_Task to complete_
Write out each record again exactly as it stands.

Coordinate labeling data

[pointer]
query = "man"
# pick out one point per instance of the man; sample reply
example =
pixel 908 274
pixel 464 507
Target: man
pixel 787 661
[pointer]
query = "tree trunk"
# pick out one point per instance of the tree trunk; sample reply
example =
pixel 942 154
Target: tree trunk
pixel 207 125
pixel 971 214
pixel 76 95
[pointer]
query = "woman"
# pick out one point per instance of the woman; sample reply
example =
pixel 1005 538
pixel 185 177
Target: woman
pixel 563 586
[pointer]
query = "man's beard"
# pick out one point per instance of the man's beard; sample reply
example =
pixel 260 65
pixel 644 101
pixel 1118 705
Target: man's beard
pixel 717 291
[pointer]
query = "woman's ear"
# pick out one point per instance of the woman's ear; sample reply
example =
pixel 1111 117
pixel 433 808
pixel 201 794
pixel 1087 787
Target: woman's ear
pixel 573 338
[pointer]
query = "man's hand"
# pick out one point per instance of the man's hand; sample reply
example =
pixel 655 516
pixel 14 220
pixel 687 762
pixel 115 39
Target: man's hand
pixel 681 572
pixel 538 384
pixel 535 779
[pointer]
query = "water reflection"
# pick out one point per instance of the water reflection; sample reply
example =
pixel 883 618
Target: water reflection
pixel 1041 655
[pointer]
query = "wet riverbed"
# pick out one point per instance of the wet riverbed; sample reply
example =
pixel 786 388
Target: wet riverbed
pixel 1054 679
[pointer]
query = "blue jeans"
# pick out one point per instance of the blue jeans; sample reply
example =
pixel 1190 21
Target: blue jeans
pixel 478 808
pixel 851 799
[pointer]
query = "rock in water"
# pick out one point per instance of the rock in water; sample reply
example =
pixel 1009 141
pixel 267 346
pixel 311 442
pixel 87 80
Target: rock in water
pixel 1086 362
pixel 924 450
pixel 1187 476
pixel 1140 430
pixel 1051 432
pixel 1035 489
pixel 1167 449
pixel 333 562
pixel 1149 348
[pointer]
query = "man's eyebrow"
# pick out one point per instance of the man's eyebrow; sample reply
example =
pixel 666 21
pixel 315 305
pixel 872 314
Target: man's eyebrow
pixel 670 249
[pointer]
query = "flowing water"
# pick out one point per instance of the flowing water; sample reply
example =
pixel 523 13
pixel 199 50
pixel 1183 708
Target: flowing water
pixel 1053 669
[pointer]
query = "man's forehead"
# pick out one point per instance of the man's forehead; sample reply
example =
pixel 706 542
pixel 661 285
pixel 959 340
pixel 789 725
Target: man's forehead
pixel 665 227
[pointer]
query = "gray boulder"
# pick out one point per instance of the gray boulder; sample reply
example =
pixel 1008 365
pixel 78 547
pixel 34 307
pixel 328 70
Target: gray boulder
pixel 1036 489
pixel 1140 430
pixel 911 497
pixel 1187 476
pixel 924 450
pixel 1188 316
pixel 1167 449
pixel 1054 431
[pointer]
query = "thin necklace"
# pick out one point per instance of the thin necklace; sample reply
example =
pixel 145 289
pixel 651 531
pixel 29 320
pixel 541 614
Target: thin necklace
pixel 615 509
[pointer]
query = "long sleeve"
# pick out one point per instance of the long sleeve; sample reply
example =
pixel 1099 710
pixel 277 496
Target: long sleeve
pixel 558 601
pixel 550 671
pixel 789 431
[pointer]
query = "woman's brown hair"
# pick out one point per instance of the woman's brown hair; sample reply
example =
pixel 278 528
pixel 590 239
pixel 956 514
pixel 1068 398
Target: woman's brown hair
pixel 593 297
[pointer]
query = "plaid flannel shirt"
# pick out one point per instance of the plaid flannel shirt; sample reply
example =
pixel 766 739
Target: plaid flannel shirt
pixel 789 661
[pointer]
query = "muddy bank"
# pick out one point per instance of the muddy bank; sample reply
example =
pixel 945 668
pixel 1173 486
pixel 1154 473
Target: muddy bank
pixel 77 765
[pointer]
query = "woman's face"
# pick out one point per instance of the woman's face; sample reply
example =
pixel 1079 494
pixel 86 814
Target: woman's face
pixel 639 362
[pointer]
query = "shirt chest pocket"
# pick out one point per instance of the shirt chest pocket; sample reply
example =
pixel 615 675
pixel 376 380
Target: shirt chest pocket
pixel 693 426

_Final answer_
[pointer]
query = "man"
# pick out one point per instance of the man; sample reply
example =
pixel 908 274
pixel 464 507
Target: man
pixel 787 661
[pointer]
query = "tree trunk"
# pick out one point per instance of the tree trunk; sample reply
example =
pixel 942 154
Target: tree trunk
pixel 207 125
pixel 971 214
pixel 76 95
[pointer]
query = "woman"
# pick out one point per instance of the woman; sample reply
example =
pixel 1005 538
pixel 185 177
Target: woman
pixel 563 586
[pointer]
query = "man's beard"
# pick out one point per instance of the man's beard; sample reply
example =
pixel 260 65
pixel 644 101
pixel 1118 705
Target: man's beard
pixel 717 291
[pointer]
query = "woman's ear"
# pick out one point per instance of the woman's ear; sample reply
example =
pixel 1111 117
pixel 433 808
pixel 201 794
pixel 1087 787
Target: woman's ear
pixel 573 338
[pointer]
query = "man's hand"
# pick out one point per instance of the man's hand; sample reply
example =
pixel 655 516
pixel 14 220
pixel 687 762
pixel 115 39
Target: man's hand
pixel 681 572
pixel 538 384
pixel 535 779
[pointer]
query = "water reflection"
# pick out one point per instance of the water reflection; sample reply
example =
pixel 883 618
Target: water reflection
pixel 1041 655
[pointer]
query = "wet riverbed"
# pick out one point per instance of the wet riverbed; sample reply
example =
pixel 786 388
Target: wet riverbed
pixel 1054 679
[pointer]
query = "blue jeans"
# pick out one point per instance of the blue jeans; sample reply
example =
pixel 1190 21
Target: blue jeans
pixel 478 808
pixel 851 799
[pointer]
query = "rock in water"
# pick out one point per instance of the rock in water; sample reply
example =
pixel 1009 141
pixel 267 346
pixel 311 442
pixel 87 80
Target: rock in water
pixel 1086 362
pixel 924 450
pixel 1187 476
pixel 1140 430
pixel 1051 432
pixel 1035 489
pixel 1167 449
pixel 333 562
pixel 1149 348
[pointer]
query = "man's eyebrow"
# pick out one point per instance of the man's eyebrow; sample reply
example =
pixel 666 21
pixel 315 305
pixel 872 314
Target: man's eyebrow
pixel 670 249
[pointer]
query = "flowing water"
# pick out one point per instance of the flowing water; sample reply
example =
pixel 523 13
pixel 199 50
pixel 1183 708
Target: flowing water
pixel 1053 669
[pointer]
query = "man's forehead"
# pick out one point per instance of the man's forehead; sample reply
example =
pixel 706 542
pixel 661 285
pixel 959 340
pixel 789 725
Target: man's forehead
pixel 665 227
[pointer]
query = "gray boulder"
# pick out one point per instance of the gray boulder; sample reply
example =
pixel 1008 365
pixel 78 547
pixel 34 307
pixel 328 70
Target: gray boulder
pixel 1036 489
pixel 1140 430
pixel 911 497
pixel 1187 476
pixel 924 450
pixel 1188 316
pixel 1167 449
pixel 1054 431
[pointer]
query = "thin necklace"
# pick out one point per instance of the thin necklace; sample reply
example =
pixel 145 289
pixel 651 531
pixel 29 320
pixel 541 614
Target: thin necklace
pixel 615 509
[pointer]
query = "long sleeve"
# pick out one point per instance of the long sleeve; sample reply
example =
pixel 1099 710
pixel 277 496
Target: long sleeve
pixel 558 601
pixel 550 671
pixel 789 431
[pointer]
query = "woman's brown hair"
# pick out one point per instance of the woman's brown hair; sample reply
example =
pixel 278 528
pixel 590 239
pixel 956 514
pixel 1068 398
Target: woman's brown hair
pixel 593 297
[pointer]
query = "plaid flannel shirt"
# pick out one point per instance of the plaid flannel shirt; sample reply
example =
pixel 766 739
Target: plaid flannel shirt
pixel 789 661
[pointer]
query = "muddy bank"
# pick out one point per instance of the muddy bank; sample reply
example =
pixel 945 668
pixel 1173 486
pixel 1154 473
Target: muddy bank
pixel 77 765
[pointer]
query = "woman's face"
# pick out one point per instance of the woman's face; sample reply
example =
pixel 1079 494
pixel 86 814
Target: woman's face
pixel 639 362
[pointer]
query = "shirt chest pocket"
# pick out one point per instance of the shirt chest pocket; sample reply
example =
pixel 615 675
pixel 376 380
Target: shirt chest pocket
pixel 693 426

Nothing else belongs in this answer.